WHAT YOU HAVE TO DO:
Can you recast the stretch from the start of the records through the line containing "x=398 y=223" as a JSON list of strings, one string per line and blank lines omitted?

== GIVEN INFORMATION ==

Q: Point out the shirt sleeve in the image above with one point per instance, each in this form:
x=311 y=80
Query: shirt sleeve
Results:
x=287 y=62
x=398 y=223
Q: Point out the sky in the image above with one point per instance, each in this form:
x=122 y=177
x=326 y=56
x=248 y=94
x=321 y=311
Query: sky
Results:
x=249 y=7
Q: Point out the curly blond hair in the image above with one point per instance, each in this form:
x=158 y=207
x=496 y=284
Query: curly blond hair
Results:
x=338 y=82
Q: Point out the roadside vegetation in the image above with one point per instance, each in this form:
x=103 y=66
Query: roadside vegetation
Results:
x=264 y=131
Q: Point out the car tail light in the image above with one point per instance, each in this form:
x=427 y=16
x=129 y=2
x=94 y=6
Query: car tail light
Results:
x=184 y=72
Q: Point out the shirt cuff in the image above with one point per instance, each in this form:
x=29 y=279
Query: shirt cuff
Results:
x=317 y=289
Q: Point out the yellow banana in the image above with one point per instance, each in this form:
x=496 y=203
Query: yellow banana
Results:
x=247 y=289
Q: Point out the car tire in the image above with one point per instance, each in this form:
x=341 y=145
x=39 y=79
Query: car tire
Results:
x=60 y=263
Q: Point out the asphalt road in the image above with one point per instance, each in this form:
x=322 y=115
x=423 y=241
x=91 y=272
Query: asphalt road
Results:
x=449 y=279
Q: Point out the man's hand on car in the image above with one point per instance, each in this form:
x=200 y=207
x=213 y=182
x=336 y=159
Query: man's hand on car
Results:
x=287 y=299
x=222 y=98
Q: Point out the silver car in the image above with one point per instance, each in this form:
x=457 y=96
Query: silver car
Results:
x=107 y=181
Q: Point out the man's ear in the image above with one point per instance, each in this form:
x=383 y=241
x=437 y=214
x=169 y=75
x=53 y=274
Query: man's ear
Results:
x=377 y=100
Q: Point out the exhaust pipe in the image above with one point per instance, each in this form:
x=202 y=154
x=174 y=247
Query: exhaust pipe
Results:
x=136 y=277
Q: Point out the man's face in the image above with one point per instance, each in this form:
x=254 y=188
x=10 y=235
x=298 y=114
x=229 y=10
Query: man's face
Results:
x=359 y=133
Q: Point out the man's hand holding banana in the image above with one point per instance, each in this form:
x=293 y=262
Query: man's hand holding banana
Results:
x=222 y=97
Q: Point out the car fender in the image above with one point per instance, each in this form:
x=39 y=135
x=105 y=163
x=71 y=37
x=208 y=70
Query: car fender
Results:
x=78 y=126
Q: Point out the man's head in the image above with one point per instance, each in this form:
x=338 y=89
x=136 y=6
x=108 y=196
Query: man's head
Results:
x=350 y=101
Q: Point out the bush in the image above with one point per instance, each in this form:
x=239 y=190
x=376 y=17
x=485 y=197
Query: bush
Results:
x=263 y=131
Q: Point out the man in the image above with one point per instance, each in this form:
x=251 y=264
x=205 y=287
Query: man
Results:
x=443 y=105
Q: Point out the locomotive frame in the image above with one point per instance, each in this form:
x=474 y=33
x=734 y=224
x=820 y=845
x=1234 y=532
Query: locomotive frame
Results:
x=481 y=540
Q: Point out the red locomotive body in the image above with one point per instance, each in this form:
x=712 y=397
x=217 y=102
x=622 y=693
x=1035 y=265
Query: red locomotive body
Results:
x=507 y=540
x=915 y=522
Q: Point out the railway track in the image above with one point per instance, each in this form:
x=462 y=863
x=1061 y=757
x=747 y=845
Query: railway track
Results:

===

CORRECT OUTPUT:
[
  "Q: Point out the shirt sleeve in the image above with one point per instance, each in this form:",
  "x=311 y=80",
  "Query: shirt sleeve",
  "Results:",
  "x=287 y=62",
  "x=398 y=223"
]